The output of the first operational amplifier 60 is coupled to the summing junction 82 and to one of the inputs of a NAND-gate 100. The output of the second operational amplifier 64 is coupled to the summing junction 82 and to the other input of the NAND-gate 100. When the tape loop is at or above the upper sensor 46, the resultant signal from the upper sensor 46 is amplified by the first operational amplifier 60 and passed to the reel drive amplifier 84 via the summing junction 82 to drive the reel drive motor 28 in the same manner as in the FIG. 1 arrangement. Signals from the lower sensor 48 are likewise amplified by the second operational amplifier 64 before being passed via the summing junction 82 to the reel drive amplifier 84 to drive the reel drive motor 28 when the tape loop is at or below the lower sensor 48. However, when the tape loop is in the dead zone between the sensors 46, 48 so as to provide the absence of signals at the outputs of both operational amplifiers 60, 64, both inputs of the NAND-gate 100 are enabled and signals are passed to enable the second inputs of the AND-gates 96, 98. When this condition occurs, both inputs of the AND-gate 96 are enabled if the reel is moving forward and the tape drive is in reverse, and the AND-gate 96 applies a reverse brake signal to the reel drive amplifier 84 via the summing junction 82. If the reel is moving in the reverse direction and and tape drive is in the forward direction, both inputs of the AND-gate 98 are enabled to provide a forward brake signal to the reel drive amplifier 84 via the summing junction 82. If the reel and tape drive are both running in the same direction, neither of the AND-gates 92, 94 is activated, as previously described, and the reel continues to coast uninterrupted by any braking energization.

High-efficiency performance is generally realized if the drive current for the reel drive motor 28 is limited to some predetermined maximum value. This is accomplished in the arrangement of FIG. 2 by coupling the current line from the reel drive motor 28 to the summing junction 82 to provide a current sense line. Current in the sense line combines in the summing junction 82 with the motor drive current applied to any other summing junction 82 input to clamp or limit the total drive current to the predetermined maximum value.

Excerpts of labeled region data
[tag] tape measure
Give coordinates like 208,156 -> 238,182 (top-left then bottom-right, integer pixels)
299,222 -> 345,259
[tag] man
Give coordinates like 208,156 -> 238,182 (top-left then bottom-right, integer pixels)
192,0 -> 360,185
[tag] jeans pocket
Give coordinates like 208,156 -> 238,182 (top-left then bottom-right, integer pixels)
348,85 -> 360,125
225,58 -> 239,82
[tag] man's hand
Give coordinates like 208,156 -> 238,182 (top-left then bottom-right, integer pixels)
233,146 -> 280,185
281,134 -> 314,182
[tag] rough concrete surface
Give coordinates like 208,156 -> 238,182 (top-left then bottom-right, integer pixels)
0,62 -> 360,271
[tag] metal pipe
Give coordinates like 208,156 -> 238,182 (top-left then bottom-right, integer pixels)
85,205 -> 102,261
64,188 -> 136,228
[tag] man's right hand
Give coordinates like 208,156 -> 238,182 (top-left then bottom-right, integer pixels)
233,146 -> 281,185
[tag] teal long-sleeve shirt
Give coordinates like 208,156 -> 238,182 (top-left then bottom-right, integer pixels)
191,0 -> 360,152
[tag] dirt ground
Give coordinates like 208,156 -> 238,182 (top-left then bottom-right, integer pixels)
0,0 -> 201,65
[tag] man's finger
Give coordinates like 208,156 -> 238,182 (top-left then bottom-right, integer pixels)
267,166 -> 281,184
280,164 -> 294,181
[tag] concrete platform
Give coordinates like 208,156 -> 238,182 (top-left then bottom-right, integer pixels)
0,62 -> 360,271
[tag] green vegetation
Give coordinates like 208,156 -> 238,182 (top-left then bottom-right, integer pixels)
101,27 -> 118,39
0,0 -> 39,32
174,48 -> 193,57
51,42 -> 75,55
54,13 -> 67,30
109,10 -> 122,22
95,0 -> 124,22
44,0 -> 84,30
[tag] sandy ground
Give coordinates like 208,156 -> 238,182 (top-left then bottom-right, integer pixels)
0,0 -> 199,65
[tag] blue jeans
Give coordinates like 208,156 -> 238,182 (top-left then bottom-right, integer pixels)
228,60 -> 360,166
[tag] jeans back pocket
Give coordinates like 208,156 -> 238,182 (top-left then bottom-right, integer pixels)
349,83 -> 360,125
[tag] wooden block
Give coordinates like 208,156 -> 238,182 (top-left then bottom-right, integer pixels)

Given problem 1> Return the passage on reel drive motor control word for word, in full.
Given problem 2> Recast the entries, from the line containing "[tag] jeans back pocket" through the last entry, as a Markdown table with the columns Row and Line. Leave out blank lines.
The passage and the entries come from separate, unrelated sources.

Problem solution 1>
The output of the first operational amplifier 60 is coupled to the summing junction 82 and to one of the inputs of a NAND-gate 100. The output of the second operational amplifier 64 is coupled to the summing junction 82 and to the other input of the NAND-gate 100. When the tape loop is at or above the upper sensor 46, the resultant signal from the upper sensor 46 is amplified by the first operational amplifier 60 and passed to the reel drive amplifier 84 via the summing junction 82 to drive the reel drive motor 28 in the same manner as in the FIG. 1 arrangement. Signals from the lower sensor 48 are likewise amplified by the second operational amplifier 64 before being passed via the summing junction 82 to the reel drive amplifier 84 to drive the reel drive motor 28 when the tape loop is at or below the lower sensor 48. However, when the tape loop is in the dead zone between the sensors 46, 48 so as to provide the absence of signals at the outputs of both operational amplifiers 60, 64, both inputs of the NAND-gate 100 are enabled and signals are passed to enable the second inputs of the AND-gates 96, 98. When this condition occurs, both inputs of the AND-gate 96 are enabled if the reel is moving forward and the tape drive is in reverse, and the AND-gate 96 applies a reverse brake signal to the reel drive amplifier 84 via the summing junction 82. If the reel is moving in the reverse direction and and tape drive is in the forward direction, both inputs of the AND-gate 98 are enabled to provide a forward brake signal to the reel drive amplifier 84 via the summing junction 82. If the reel and tape drive are both running in the same direction, neither of the AND-gates 92, 94 is activated, as previously described, and the reel continues to coast uninterrupted by any braking energization.

High-efficiency performance is generally realized if the drive current for the reel drive motor 28 is limited to some predetermined maximum value. This is accomplished in the arrangement of FIG. 2 by coupling the current line from the reel drive motor 28 to the summing junction 82 to provide a current sense line. Current in the sense line combines in the summing junction 82 with the motor drive current applied to any other summing junction 82 input to clamp or limit the total drive current to the predetermined maximum value.

Problem solution 2>
| Row | Line |
|---|---|
| 1 | [tag] jeans back pocket |
| 2 | Give coordinates like 208,156 -> 238,182 (top-left then bottom-right, integer pixels) |
| 3 | 349,83 -> 360,125 |
| 4 | [tag] wooden block |
| 5 | Give coordinates like 208,156 -> 238,182 (top-left then bottom-right, integer pixels) |